CONSIGNE 1:
Répondez aux questions suivantes à partir de l'extrait sur le Sahara marocain :
(a) Après quels événements l'Allemagne a-t-elle revu sa position ?
(b) Quel est le numéro de la résolution dont le texte se félicite ?
(c) Par quelle expression le texte qualifie-t-il la nouvelle position de l'Espagne dans les relations entre le Maroc et l'Espagne ?
CONSIGNE 2: Prolongez, s'il vous plaît, l'extrait sur le Sahara marocain à partir de sa dernière phrase.

EXTRAIT:
+---+

D’ailleurs, l’Allemagne qui avait une attitude hostile aux intérêts du Maroc a fait un revirement de sa position après la tenue des élections en Allemagne et l’installation d’un nouveau gouvernement qui s’est aligné sur la position marocaine.
Pour l’Espagne, on peut parler d’un tournant historique dans le cours des relations entre le Maroc et l’Espagne et qui met fin aux tergiversations de la position espagnole par rapport au Sahara Marocain.
En effet, la nouvelle position de l’Espagne s’inscrit parfaitement dans la légitimité historique et juridique de la véracité de la question de l’intégrité territoriale du Maroc et sa souveraineté sur ses provinces du Sud.
Peut-on parler d’un revirement majeur sur le dossier du Sahara marocain ?
Nous ne pouvons que nous féliciter des termes et de l’esprit de la résolution 2602 qui conforte le Maroc sur la véracité de la marocanité du Sahara et la position immuable du Royaume sur son intégrité territoriale ad vitam aeternam.

+---+

(Entrées enregistrées)
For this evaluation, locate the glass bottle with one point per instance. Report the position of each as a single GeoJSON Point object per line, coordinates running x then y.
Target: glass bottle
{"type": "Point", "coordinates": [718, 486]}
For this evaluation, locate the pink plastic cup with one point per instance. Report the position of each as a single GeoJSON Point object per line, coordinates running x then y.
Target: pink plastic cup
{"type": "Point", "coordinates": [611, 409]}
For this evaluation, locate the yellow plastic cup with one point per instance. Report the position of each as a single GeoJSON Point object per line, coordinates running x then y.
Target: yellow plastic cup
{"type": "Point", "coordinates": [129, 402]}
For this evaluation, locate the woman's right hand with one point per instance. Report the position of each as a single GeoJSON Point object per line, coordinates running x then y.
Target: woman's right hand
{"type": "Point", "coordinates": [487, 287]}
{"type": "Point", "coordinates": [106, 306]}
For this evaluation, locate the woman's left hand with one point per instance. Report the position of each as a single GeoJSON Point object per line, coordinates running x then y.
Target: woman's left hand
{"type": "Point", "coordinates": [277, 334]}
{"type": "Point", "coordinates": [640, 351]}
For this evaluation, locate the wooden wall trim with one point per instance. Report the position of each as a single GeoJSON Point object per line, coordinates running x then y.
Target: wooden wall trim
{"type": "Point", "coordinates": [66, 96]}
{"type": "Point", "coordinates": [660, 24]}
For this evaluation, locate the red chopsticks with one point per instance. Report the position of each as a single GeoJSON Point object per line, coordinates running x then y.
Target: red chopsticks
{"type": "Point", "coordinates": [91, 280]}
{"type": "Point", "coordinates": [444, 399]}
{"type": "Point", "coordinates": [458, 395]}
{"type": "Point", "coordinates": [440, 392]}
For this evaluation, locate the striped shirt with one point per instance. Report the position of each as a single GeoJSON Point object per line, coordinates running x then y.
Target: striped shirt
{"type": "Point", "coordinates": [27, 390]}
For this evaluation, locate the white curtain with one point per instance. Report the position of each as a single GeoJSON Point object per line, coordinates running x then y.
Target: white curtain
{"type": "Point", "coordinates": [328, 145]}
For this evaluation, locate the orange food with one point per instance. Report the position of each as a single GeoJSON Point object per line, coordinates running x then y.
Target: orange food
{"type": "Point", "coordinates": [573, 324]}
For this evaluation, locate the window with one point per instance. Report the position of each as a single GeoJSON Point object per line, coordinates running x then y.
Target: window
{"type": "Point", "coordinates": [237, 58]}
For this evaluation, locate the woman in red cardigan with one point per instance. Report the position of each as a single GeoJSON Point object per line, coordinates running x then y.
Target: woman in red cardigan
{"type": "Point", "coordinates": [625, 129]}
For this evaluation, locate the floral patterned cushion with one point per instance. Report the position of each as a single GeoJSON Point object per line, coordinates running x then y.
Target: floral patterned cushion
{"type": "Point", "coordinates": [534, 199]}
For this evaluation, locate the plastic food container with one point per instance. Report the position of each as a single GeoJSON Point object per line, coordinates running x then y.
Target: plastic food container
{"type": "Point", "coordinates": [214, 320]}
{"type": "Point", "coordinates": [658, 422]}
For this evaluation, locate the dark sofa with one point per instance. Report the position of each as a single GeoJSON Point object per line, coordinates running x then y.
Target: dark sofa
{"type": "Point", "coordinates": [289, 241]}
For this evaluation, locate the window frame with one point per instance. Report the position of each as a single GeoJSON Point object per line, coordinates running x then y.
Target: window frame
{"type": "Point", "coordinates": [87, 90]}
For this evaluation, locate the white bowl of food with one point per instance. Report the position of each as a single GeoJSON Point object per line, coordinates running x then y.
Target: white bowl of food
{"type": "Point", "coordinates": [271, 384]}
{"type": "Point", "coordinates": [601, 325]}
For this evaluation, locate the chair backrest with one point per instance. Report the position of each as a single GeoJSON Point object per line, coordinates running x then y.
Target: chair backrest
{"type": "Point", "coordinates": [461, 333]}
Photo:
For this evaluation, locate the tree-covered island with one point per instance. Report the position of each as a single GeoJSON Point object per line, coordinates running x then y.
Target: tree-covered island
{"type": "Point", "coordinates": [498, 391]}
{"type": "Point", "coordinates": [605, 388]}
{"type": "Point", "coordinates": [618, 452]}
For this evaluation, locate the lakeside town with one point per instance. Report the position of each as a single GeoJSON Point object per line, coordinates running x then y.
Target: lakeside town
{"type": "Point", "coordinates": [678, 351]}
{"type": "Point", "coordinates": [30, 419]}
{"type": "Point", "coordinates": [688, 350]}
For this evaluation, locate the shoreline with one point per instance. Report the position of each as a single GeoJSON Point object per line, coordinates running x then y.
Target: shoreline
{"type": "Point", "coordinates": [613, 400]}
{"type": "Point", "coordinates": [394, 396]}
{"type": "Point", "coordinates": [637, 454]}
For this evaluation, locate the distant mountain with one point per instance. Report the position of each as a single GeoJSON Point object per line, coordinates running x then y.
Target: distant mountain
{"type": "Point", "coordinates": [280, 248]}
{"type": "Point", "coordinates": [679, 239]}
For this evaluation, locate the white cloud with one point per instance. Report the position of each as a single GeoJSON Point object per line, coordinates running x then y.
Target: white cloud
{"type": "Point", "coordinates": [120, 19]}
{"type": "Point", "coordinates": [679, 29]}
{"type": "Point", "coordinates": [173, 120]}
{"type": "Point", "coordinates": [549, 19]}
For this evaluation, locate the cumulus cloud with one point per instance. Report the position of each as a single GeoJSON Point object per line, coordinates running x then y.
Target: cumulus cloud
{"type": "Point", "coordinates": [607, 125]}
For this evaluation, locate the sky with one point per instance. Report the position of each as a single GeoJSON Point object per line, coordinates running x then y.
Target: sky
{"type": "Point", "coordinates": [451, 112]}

+---+

RÉPONSE 1:
(a) Après la tenue des élections en Allemagne et l'installation d'un nouveau gouvernement.
(b) La résolution 2602.
(c) Un tournant historique.

RÉPONSE 2:
Tout d’abord, la résolution 2602 s’aligne parfaitement comme les précédentes sur l’initiative marocaine pour une solution politique pacifique, juste et durable et ce depuis 2007.
En effet, d’un côté, dans les exposés des motifs de la résolution du Conseil de Sécurité (CS) nous relevons que ce dernier réaffirme son ferme appui aux efforts que le Secrétaire général et son Envoyé personnel font pour mettre en application les résolutions précédentes depuis la résolution 1754 de 2007 à la résolution 2548 de 2020.
Et aussi que le CS prend note de la proposition marocaine présentée au Secrétaire général le 11 avril 2007 et se félicite des efforts sérieux et crédibles faits par le Maroc pour aller de l’avant vers un règlement définitif de ce dossier.
Aussi, le CS se félicite-t-il des mesures et initiatives prises par le Maroc, du rôle joué par les commissions du Conseil national Des droits de l’homme à Dakhla et à Laayoune et de l’interaction entre le Maroc et les mécanismes relevant des procédures spéciales du Conseil des droits de l’homme de l’Organisation des Nations Unies.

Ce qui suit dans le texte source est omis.